Can you write out, word for word, everything from the line containing "Could you mark every instance of the cheek" down to the end of the items below?

#### [DATASET ENTRIES]
____________

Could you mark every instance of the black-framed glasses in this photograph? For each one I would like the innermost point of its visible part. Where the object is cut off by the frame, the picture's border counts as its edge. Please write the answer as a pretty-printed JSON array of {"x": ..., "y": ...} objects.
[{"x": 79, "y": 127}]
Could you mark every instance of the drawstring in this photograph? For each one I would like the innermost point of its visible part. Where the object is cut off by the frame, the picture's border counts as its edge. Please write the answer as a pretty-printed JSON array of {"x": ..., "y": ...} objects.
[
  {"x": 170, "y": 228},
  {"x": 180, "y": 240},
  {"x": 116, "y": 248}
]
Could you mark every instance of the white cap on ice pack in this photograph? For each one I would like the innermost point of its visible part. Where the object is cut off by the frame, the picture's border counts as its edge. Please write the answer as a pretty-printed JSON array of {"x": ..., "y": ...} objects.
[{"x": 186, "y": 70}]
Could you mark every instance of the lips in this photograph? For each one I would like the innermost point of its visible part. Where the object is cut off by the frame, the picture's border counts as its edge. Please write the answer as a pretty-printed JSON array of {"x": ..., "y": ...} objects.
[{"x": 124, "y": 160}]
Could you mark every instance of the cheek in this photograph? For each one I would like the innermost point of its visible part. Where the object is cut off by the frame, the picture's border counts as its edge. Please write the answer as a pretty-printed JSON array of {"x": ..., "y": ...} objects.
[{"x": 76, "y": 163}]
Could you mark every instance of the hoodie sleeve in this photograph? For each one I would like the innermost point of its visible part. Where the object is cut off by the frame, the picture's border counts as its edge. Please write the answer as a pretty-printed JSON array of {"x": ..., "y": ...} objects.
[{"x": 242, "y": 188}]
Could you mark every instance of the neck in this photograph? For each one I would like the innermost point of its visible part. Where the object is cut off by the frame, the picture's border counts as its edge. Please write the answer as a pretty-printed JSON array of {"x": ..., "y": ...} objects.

____________

#### [SOLVED EXERCISE]
Could you mark every instance of the cheek in this photograph? For each one I would like the innermost point of its visible part. Where the object is cut off by the frame, the picture's border counts as its edge. Please write the answer as a pretty-printed JSON array of {"x": ..., "y": ...} objects.
[{"x": 76, "y": 163}]
Could you mark every instance of the hoodie sleeve in this photograph? For each one I would like the innermost point of its visible part. Where the object is cut off by the frame, the picture's border counts as its edge. Please write the answer as a pretty-printed JSON array of {"x": ..., "y": ...} objects.
[{"x": 242, "y": 188}]
Could you mark every instance of the neck in this photograph? For each one I would like the innermost point of its visible part. Where the object is cut off by the frame, the picture's border counts as its edge. Please write the answer as a pretty-printed JSON array of {"x": ..., "y": ...} objects.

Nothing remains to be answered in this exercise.